Extracted rows
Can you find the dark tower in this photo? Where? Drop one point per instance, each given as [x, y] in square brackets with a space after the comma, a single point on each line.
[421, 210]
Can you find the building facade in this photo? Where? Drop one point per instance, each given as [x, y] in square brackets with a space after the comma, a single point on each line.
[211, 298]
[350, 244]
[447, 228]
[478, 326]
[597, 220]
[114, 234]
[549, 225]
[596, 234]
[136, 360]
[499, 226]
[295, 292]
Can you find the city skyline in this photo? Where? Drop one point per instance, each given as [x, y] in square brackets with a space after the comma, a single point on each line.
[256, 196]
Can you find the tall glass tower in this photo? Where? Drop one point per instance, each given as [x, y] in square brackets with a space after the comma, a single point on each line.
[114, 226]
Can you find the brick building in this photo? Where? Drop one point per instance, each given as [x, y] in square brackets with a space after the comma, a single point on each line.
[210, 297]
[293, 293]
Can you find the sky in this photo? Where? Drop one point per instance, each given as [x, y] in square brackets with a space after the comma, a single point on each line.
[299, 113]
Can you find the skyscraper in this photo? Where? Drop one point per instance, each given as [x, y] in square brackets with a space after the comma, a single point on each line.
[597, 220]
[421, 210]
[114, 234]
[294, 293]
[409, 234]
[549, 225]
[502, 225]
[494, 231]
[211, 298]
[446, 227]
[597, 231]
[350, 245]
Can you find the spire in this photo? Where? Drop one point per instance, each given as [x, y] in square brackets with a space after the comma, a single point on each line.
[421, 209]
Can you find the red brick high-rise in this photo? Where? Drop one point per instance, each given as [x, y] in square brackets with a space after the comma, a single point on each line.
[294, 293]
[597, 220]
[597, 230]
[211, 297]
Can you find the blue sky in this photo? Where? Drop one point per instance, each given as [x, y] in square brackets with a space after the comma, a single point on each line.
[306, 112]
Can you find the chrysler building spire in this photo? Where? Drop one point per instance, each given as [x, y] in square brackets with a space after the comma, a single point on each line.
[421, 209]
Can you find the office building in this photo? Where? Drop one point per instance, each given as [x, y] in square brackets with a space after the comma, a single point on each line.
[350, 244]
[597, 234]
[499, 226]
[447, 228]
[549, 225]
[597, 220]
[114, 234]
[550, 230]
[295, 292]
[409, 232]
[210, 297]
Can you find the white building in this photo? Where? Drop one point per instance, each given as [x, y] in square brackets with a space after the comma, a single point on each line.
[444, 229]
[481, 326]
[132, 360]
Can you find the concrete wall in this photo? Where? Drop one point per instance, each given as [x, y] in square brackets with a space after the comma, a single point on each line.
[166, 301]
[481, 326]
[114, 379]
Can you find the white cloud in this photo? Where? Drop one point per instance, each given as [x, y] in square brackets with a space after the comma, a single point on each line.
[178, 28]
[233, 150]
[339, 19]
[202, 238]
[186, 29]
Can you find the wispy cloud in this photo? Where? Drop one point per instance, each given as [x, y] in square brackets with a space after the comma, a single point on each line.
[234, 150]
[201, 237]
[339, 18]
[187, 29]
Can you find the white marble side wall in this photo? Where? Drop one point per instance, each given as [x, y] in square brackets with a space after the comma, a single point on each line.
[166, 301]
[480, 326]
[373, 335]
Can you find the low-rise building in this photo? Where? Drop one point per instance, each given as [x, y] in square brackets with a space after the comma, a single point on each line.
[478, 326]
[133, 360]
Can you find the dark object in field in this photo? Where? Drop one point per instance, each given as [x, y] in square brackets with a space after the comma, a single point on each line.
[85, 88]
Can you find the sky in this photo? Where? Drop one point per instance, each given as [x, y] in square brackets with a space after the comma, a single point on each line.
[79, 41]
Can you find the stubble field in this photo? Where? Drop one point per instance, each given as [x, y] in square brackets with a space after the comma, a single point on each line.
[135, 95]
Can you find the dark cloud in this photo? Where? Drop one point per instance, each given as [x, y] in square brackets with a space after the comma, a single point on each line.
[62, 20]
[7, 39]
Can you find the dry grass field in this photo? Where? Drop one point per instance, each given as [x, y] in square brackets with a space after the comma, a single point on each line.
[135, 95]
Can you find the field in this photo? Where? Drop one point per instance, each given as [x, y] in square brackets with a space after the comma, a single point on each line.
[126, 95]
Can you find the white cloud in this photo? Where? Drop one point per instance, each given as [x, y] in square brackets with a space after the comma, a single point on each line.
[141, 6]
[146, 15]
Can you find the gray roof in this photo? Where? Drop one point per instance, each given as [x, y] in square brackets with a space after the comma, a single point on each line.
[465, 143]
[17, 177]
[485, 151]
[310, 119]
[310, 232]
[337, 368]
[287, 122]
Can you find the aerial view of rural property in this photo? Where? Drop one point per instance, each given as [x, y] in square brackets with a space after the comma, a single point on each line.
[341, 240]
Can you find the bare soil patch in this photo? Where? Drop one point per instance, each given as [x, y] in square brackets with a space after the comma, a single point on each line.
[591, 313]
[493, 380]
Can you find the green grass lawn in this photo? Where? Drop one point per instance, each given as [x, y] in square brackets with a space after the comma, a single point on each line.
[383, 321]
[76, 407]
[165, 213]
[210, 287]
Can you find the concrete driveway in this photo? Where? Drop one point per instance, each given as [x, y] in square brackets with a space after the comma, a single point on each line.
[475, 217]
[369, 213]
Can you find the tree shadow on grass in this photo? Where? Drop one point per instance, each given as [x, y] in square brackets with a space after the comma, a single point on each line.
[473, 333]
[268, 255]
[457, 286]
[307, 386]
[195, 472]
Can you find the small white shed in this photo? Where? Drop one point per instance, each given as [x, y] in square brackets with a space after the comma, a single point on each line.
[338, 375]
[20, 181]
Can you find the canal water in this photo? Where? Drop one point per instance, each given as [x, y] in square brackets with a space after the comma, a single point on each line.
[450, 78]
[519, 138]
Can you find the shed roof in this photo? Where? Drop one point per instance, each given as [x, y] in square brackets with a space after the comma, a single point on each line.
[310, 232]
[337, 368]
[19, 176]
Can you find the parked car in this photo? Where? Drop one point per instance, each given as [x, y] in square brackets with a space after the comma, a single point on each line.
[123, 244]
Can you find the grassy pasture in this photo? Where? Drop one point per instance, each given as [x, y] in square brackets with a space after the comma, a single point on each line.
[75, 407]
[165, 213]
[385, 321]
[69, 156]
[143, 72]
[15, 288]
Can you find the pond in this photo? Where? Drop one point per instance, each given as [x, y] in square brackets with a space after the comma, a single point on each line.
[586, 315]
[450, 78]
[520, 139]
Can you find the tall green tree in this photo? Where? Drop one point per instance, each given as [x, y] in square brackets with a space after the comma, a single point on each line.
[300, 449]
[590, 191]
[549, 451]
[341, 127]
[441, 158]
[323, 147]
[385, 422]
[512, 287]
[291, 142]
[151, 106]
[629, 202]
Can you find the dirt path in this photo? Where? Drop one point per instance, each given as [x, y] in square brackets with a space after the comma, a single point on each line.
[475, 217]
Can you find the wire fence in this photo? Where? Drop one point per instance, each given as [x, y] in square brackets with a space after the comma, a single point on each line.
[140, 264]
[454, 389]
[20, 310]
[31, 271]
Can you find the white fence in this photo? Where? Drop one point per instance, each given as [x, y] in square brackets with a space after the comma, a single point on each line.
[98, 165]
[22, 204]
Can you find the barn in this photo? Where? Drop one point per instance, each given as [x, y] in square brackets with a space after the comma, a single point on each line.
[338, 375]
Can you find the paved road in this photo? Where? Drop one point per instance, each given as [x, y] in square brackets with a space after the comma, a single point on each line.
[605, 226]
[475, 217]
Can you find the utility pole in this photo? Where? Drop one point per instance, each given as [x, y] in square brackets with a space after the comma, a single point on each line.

▶ EXERCISE DIRECTIONS
Update the rows above by changing every "Drop one point" to "Mark one point" and leaving everything else as it is.

▶ SOLUTION TO THE EXERCISE
Can you find the dark tower in this photo? Where? Mark one point per instance, each given as [x, y] in square brackets with a space after the comma, a single point on each line.
[421, 210]
Can you find the building facade in this photo? Where? Mark one point per instance, each given as [x, y] in square brackets with a space after the comma, a single point on each line.
[211, 298]
[350, 244]
[447, 228]
[478, 326]
[597, 220]
[114, 234]
[549, 225]
[596, 234]
[136, 360]
[499, 226]
[295, 292]
Can you find the city skyline in this photo? Where? Mark one point per instance, each given as [x, y] in square brackets with a space after the comma, a single point on each line.
[256, 196]
Can you find the tall glass tower in this photo? Where? Mark one point per instance, each given as [x, y] in square brackets with a space after the comma, a single point on each line.
[114, 226]
Can you find the brick building in this photo? Where? Mark one point per instance, each given as [x, y] in square brackets with a space after the comma, a single point on each line.
[210, 297]
[293, 293]
Can you find the sky in this photo? Where? Mark one point per instance, each given as [x, y] in square brackets with a space after the comma, a single point on each line.
[299, 113]
Can you find the skyscraper in this photo? Where? Mark one point per instance, each given as [x, y] in square brackets with a space after the comma, a single point on each line.
[597, 220]
[421, 210]
[114, 234]
[294, 293]
[409, 234]
[549, 225]
[502, 225]
[494, 231]
[211, 298]
[446, 227]
[597, 231]
[350, 245]
Can you find the spire in this photo? Where? Mark one point per instance, each given as [x, y] in square brackets with a space after the comma, a single point on each line.
[421, 209]
Can you find the red brick high-rise in this photo? Where? Mark one point per instance, each given as [x, y] in square brackets with a space after the comma, a single point on each line.
[294, 293]
[597, 220]
[597, 230]
[211, 297]
Can you find the blue sky in this photo? Where? Mark one point per instance, each given as [x, y] in square brackets with a space after the comma, a single point on each line.
[306, 112]
Can you find the chrysler building spire in this photo? Where? Mark one point per instance, each given as [x, y] in square brackets with a space after the comma, a single point on each line.
[421, 209]
Can you find the office building in this photo? Where? Mark one point per instance, each given as [x, y] in square brackets with a space after the comma, a single point on each line.
[350, 244]
[597, 234]
[499, 226]
[447, 228]
[549, 225]
[597, 220]
[114, 234]
[550, 230]
[295, 292]
[409, 232]
[210, 297]
Can you find the white building in this photo? Where? Mark one point per instance, each given as [x, y] in square brackets with a space after the comma, a single point on each line.
[444, 229]
[481, 326]
[132, 360]
Can you find the concrete wall in this photo? Where? Mark one point per instance, each given as [x, y] in square brackets with a space after the comma, a single point on each line.
[166, 301]
[481, 326]
[114, 379]
Can you find the white cloud in this photo? Where? Mark one point per instance, each given as [x, y] in square brackets with a space after the comma, a single point on each line.
[178, 28]
[233, 150]
[339, 19]
[202, 238]
[186, 29]
Can you find the wispy cloud in this photo? Where? Mark one point per instance, each given as [x, y] in square brackets with a space after the comma, a single point on each line.
[234, 150]
[201, 237]
[339, 18]
[187, 29]
Can you find the white marble side wall in this photo? Where? Mark one point per instance, each given as [x, y] in square brackets with a space after the comma, a single point on each line.
[166, 301]
[480, 326]
[373, 335]
Can you find the low-rise building in this photo? Where? Mark one point per instance, each given as [x, y] in square brackets with a space after the comma, a single point on each line.
[478, 326]
[133, 360]
Can you find the dark object in field in this photo? Where? Mark one point per instance, each given as [x, y] in square brackets with a space after the comma, a single point on each line.
[85, 88]
Can you find the sky in this photo? Where? Mark one point per instance, each given as [x, y] in square brackets with a space after the comma, a single point on each line.
[79, 41]
Can you find the stubble field in this photo? Where? Mark one point per instance, each given as [x, y] in square brackets with a space after the comma, a single point on each line.
[135, 95]
Can you find the dark cloud in this photo? Where? Mark one point per instance, each given as [x, y] in square brackets with a space after the comma, a single point on each line.
[62, 20]
[7, 39]
Can you find the dry grass field in this photo? Where? Mark one point per instance, each given as [x, y] in square brackets with a space after the comma, a single point on each line.
[135, 95]
Can you find the field in this photo? Where? Mark one point per instance, each given as [x, y] in square brackets with a space after the comma, a single point on each line.
[126, 95]
Can you find the white cloud in this photo? Where? Mark one point per instance, each given as [x, y] in square brackets with a space after the comma, a single point on each line.
[141, 6]
[146, 15]
Can you find the gray roof in this photo? Where? Mark one point per instance, each given as [x, y] in square brackets with a space after the comma, a single point on each line.
[465, 143]
[17, 177]
[485, 151]
[310, 119]
[310, 232]
[337, 368]
[287, 122]
Can you find the aerial view of rural property in this photo? Where? Mark one point per instance, each given as [x, y] in square brackets with a space after the comma, a single point on each line.
[341, 240]
Can you find the bare soil patch in this photo? Where? Mark one point per instance, each given as [x, y] in square brackets with a space after the comma, a single point on each line.
[591, 313]
[493, 380]
Can you find the green grass lawn in this photo? Where? Mark one point per instance, each given as [x, y] in square brackets with a space after the comma, a single point on each line.
[383, 321]
[76, 407]
[165, 213]
[210, 287]
Can you find the concrete driveway in this photo? Where? Mark one point per instance, each given as [x, y] in square brackets with a space after the comma, a single point on each line.
[475, 217]
[369, 213]
Can you find the tree shadow on grass in this photo? Where? Mark one point per instance, each given as [x, y] in square brackets with a space after the comma, a single point on each line.
[473, 333]
[268, 255]
[457, 286]
[307, 386]
[195, 472]
Can you find the small white shed in this photo? Where? Mark one point per instance, each given as [x, y] in square brackets with a space after the comma, a single point on each line.
[338, 375]
[20, 181]
Can you find the canal water in this photo? Where? Mark one point per instance, each given as [x, y] in square brackets with a space after the comma, a single point on each line.
[450, 78]
[519, 138]
Can you find the shed roof in this photo? Where? Mark one point per instance, each given as [x, y] in square brackets with a space after the comma, a single point on each line.
[310, 232]
[337, 368]
[19, 176]
Can you find the parked car in this photo? Where? Mark one point per instance, each given as [x, y] in square brackets with a space after the comma, a single point on each line.
[123, 244]
Can you find the grassy pasture in this photo? Where? Mark one point per instance, each given as [x, y] in square brackets with a space after the comma, a single point on each line.
[75, 407]
[165, 213]
[385, 321]
[69, 156]
[143, 72]
[15, 288]
Can you find the pond in this photo? Where? Mark one point per instance, each given as [x, y] in square brackets with a space after the comma, a single point on each line.
[586, 315]
[450, 78]
[520, 139]
Can you find the tall green tree in this photo? Where? Mark one point per instance, each given as [x, y] in square brackets with a space after the comma, a single point on each line.
[300, 449]
[590, 191]
[549, 451]
[341, 127]
[441, 158]
[323, 147]
[385, 422]
[512, 287]
[291, 142]
[151, 106]
[629, 202]
Can you find the dirt path in this photo? Where? Mark one point per instance, each given as [x, y] in square brackets with a space after the comma, a single point on each line.
[475, 217]
Can you find the wire fence in this photo? Where? Mark one point per instance, each given as [x, y] in square brackets with a space after the comma, a single point on each line.
[140, 264]
[454, 389]
[20, 310]
[31, 271]
Can you find the white fence in this photo? Where? Mark one point per instance, each given as [x, y] in square brackets with a space after the comma, a single point on each line.
[98, 165]
[22, 204]
Can you find the barn in this photo? Where? Mark one point per instance, each given as [x, y] in square brackets with a space after the comma, a single point on each line.
[338, 375]
Can you find the paved road in this photo? Where? Mark one point per instance, each given as [x, y] in square brackets with a space after the comma, a single point on each line.
[605, 226]
[475, 217]
Can you find the utility pole in this photo? Where? Mark one point per instance, each given as [x, y] in square brackets with a space after the comma, a single point on each line.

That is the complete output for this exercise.